* Exercise aim:
Where the string "with" occurs in a line of the entries below, copy that line.

[Recorded data]
>>>>>

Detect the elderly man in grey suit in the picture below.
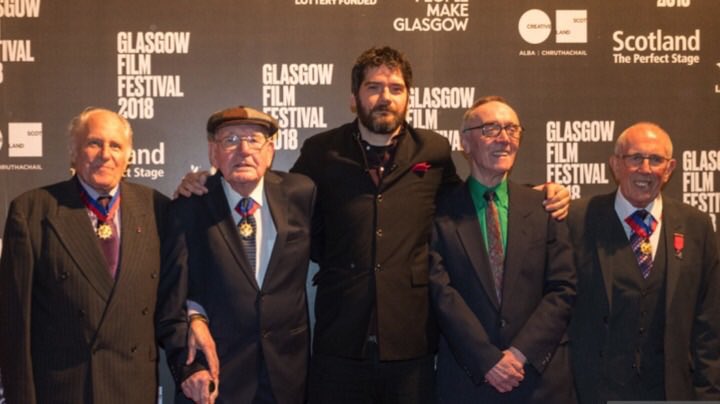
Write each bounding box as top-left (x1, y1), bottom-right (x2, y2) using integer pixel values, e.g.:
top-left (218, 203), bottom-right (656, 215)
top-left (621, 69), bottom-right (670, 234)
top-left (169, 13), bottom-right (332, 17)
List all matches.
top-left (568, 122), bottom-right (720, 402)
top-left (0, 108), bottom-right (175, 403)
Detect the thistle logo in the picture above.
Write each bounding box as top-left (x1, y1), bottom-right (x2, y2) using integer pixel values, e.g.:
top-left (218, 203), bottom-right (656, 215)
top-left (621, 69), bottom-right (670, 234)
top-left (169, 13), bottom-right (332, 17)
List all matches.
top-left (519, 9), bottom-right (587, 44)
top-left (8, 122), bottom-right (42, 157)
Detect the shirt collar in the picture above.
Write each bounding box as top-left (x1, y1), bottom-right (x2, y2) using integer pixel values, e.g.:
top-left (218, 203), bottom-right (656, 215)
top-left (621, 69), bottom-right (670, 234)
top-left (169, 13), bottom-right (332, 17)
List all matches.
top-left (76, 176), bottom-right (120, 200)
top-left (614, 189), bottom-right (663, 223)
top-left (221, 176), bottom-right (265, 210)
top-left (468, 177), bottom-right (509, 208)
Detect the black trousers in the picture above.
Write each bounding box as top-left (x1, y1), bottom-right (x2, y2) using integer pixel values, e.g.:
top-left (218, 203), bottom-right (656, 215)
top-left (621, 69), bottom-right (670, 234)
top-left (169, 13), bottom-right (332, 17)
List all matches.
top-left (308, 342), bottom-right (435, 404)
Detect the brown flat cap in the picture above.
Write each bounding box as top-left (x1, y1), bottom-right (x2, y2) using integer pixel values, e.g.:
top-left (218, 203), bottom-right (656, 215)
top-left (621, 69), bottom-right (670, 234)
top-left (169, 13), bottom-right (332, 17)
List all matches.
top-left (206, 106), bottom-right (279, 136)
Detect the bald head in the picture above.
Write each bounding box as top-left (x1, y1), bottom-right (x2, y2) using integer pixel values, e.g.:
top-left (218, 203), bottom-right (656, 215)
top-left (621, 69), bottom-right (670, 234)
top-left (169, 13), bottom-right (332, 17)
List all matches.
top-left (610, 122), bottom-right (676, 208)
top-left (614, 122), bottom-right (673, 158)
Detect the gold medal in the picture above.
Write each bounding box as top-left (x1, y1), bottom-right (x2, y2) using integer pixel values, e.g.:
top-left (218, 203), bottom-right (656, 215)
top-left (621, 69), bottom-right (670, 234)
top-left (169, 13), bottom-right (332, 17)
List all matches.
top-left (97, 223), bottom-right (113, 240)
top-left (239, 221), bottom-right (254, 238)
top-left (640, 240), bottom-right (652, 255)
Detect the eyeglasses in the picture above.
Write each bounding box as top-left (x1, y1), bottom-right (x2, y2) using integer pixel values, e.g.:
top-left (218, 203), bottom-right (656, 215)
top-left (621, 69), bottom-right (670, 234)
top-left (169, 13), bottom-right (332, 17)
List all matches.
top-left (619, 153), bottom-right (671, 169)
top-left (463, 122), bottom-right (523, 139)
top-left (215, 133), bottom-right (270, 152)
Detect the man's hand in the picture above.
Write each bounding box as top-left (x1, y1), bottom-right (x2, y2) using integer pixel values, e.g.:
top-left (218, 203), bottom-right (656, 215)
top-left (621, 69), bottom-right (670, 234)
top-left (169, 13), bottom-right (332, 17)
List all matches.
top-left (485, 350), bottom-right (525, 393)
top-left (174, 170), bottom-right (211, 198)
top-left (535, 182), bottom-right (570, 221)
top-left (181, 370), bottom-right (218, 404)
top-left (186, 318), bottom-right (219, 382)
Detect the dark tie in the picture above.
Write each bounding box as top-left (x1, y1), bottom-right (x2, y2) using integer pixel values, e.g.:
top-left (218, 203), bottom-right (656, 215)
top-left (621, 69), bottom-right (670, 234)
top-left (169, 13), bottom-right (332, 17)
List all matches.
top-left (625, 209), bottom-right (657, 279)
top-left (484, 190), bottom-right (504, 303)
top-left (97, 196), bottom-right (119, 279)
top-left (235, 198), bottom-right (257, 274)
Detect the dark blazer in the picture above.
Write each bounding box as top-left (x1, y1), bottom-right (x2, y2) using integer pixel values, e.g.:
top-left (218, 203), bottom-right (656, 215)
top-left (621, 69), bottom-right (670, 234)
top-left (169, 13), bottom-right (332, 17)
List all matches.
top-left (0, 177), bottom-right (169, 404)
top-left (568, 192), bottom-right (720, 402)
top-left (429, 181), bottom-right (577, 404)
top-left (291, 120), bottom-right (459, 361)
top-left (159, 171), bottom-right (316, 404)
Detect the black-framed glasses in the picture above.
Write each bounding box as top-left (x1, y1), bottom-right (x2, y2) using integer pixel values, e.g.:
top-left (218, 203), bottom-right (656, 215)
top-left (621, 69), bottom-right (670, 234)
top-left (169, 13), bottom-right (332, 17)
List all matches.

<<<<<
>>>>>

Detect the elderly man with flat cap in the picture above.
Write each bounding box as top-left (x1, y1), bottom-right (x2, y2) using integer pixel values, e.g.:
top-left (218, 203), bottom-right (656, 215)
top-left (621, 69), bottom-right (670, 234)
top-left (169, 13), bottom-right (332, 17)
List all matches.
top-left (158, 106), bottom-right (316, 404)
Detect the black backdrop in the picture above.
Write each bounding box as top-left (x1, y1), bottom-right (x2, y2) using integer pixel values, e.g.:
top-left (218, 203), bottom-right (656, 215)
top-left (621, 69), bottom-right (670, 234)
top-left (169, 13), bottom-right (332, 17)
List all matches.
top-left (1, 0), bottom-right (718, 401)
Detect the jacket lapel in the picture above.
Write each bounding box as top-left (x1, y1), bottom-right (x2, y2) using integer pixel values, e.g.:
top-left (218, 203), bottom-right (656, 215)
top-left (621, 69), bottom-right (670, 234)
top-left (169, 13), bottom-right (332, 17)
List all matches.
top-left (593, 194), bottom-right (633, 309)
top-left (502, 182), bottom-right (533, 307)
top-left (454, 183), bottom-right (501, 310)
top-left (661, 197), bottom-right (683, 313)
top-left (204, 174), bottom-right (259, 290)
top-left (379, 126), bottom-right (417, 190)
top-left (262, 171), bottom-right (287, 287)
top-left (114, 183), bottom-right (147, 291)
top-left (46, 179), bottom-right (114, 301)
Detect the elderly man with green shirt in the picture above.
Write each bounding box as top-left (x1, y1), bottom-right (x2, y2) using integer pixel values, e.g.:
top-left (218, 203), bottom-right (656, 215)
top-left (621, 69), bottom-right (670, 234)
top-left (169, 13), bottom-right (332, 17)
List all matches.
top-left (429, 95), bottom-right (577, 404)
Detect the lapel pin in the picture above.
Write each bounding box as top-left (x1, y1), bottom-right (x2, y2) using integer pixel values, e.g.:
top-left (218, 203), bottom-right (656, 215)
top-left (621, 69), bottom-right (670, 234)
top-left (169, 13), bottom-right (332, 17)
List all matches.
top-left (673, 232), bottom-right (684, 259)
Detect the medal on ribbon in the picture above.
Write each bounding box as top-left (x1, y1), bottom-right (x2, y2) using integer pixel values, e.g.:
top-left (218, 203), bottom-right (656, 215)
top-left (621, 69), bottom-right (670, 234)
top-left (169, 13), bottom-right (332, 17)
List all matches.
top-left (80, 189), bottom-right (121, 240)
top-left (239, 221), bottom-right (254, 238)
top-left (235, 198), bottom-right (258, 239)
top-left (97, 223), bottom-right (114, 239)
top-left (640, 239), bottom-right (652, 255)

<<<<<

* Answer to this exercise:
Detect the elderly man with flat cap in the picture above.
Detect the elderly man with green shirt in the picture above.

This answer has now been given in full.